_EXTRACTED DATA:_
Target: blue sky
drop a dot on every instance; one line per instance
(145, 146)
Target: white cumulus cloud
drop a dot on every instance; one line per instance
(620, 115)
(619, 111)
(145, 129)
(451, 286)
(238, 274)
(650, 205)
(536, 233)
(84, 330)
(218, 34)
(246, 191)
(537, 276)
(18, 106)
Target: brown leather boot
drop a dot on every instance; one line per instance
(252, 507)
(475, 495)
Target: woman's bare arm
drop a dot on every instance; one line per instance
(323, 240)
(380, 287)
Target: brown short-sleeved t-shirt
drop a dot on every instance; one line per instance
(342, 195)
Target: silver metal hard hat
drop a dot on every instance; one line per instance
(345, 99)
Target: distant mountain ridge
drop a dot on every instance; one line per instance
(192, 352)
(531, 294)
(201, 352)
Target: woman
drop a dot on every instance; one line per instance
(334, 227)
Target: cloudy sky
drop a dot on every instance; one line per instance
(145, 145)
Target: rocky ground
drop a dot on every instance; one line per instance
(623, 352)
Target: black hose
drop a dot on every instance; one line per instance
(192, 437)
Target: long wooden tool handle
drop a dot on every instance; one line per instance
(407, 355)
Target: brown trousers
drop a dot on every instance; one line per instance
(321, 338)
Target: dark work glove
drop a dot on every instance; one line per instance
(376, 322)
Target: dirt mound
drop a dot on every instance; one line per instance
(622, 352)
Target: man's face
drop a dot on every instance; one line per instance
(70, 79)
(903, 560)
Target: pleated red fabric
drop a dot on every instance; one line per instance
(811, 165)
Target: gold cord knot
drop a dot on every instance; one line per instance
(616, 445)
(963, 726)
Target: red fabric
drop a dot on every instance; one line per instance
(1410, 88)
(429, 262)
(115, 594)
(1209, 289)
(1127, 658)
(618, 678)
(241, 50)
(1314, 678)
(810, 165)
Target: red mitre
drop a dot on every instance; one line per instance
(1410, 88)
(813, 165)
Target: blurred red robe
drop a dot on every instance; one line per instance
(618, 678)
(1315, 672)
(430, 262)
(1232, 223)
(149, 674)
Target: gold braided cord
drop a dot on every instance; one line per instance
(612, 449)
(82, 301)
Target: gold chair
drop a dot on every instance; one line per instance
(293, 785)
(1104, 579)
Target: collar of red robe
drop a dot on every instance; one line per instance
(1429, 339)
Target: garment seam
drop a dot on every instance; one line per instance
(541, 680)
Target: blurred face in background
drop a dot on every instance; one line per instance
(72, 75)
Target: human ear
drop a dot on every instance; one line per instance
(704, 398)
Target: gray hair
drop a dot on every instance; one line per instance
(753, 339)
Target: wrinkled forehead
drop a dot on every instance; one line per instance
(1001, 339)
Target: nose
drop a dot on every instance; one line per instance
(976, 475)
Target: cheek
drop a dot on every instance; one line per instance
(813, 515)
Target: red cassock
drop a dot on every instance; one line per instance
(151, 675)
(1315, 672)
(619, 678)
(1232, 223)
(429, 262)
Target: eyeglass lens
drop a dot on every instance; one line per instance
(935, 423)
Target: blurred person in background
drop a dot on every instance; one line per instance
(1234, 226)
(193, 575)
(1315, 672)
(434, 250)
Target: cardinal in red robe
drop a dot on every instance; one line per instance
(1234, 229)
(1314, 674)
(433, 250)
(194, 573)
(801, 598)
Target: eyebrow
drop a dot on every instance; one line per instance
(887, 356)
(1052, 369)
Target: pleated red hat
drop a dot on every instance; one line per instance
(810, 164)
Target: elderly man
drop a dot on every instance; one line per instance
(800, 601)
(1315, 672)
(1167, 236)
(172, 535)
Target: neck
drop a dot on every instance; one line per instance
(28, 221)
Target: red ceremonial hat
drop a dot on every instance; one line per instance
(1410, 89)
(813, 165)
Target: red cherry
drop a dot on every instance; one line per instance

_TASK TO CARRY OUT:_
Reproduce the entire listing above word for word, line by line, without changing anything.

_WORKED ANSWER:_
Target: blue sky
drop a dot on every instance; one line per instance
(145, 146)
Target: white cumulus cloud
drop a dot on every instance; one line per instance
(620, 115)
(619, 111)
(145, 129)
(451, 286)
(238, 274)
(650, 205)
(536, 233)
(84, 330)
(218, 34)
(246, 191)
(537, 276)
(18, 106)
Target: brown leather boot
drop a dot on every instance; one line per instance
(252, 507)
(475, 495)
Target: woman's bare arm
drop a dot on every instance; one line per instance
(323, 240)
(380, 287)
Target: brown short-sleeved t-shirt
drop a dot on every instance; one line per instance
(342, 195)
Target: silver metal hard hat
drop a dot on every instance; one line per instance
(345, 99)
Target: distant mountain ridge
drop a dot on every instance; one line per instance
(192, 352)
(531, 294)
(201, 352)
Target: woman
drop a dot on every instance; one line per instance
(334, 227)
Target: cloudy sky
drop a dot on every instance; one line per instance
(145, 145)
Target: rocky ground
drop a dot on every instance; one line per instance
(623, 352)
Target: black hose
drop a dot on every instance; one line per instance
(192, 437)
Target: long wooden tool handle
drop a dot on every instance; one line per instance
(407, 355)
Target: brown trousers
drop a dot on every instance; one line per instance
(321, 338)
Target: dark work glove
drop a dot on every instance; one line per instance
(376, 322)
Target: dirt mound
drop a dot on every instance; one line per instance
(622, 352)
Target: man's face
drop a dot on every instance; one line per instance
(70, 79)
(903, 560)
Target: pleated red fabric
drop a dot on every instance; one line per instance
(811, 165)
Target: gold cord knot
drop a dot on every instance; one line per instance
(616, 445)
(963, 726)
Target: red fabric
drop a dot on every instance; one line per instance
(1410, 88)
(429, 262)
(115, 594)
(1209, 289)
(1127, 658)
(618, 678)
(241, 50)
(1314, 678)
(810, 165)
Target: red mitre
drop a dot on every instance; one line per instance
(1410, 88)
(813, 165)
Target: blurred red robe
drop a dot on every instance; one line per instance
(618, 678)
(1315, 672)
(430, 262)
(1232, 223)
(149, 674)
Target: gold braided cord
drop a dot on every instance; one line per instance
(612, 449)
(82, 301)
Target: gold chair
drop a dot on every instance; one line per instance
(293, 785)
(1104, 579)
Target: collar of red robe
drop a dot on every instance; one line per instance
(1429, 339)
Target: garment seam
drop a dot on every instance; one line per instance
(541, 680)
Target: blurred face in background
drop a dot on every instance; one line per instance
(72, 75)
Target: human ear
drop a dot on every instance; one line per instance
(704, 398)
Target: gray hair
drop a dot on every instance; one line per instance
(753, 339)
Target: wrinkled forehead
drop a dot on every instance; one line per instance
(1001, 339)
Target: nose
drop a dot on every instance; one line per instance
(976, 475)
Target: cheek
drop a dot on every instance; one line per instance
(813, 515)
Target: red cassock
drop a dot on every instance; one line per instance
(151, 675)
(1315, 672)
(619, 678)
(1232, 223)
(429, 262)
Target: eyeglass lens
drop a dot on every instance; one line per instance
(935, 423)
Target: blurred person in background
drop a dot on every instance; one line per instance
(1234, 226)
(193, 575)
(1315, 672)
(434, 250)
Target: cardinal in red robe
drop a dot on every instance; one line per instance
(1234, 229)
(1314, 674)
(433, 250)
(194, 573)
(801, 598)
Target: eyebrow
drop a dot on every instance; one line per instance
(887, 356)
(1052, 369)
Target: pleated red hat
drop a dot on every instance; one line per instance
(810, 164)
Target: elderly man
drop a dot on every instance; one line per instance
(800, 601)
(1315, 672)
(1167, 236)
(172, 535)
Target: neck
drop a dot on every instance; one line per instance
(28, 221)
Target: red ceremonial hat
drop a dot on every instance; one line per instance
(1410, 89)
(813, 165)
Target: red cherry
drop a dot on every instance; one line per instance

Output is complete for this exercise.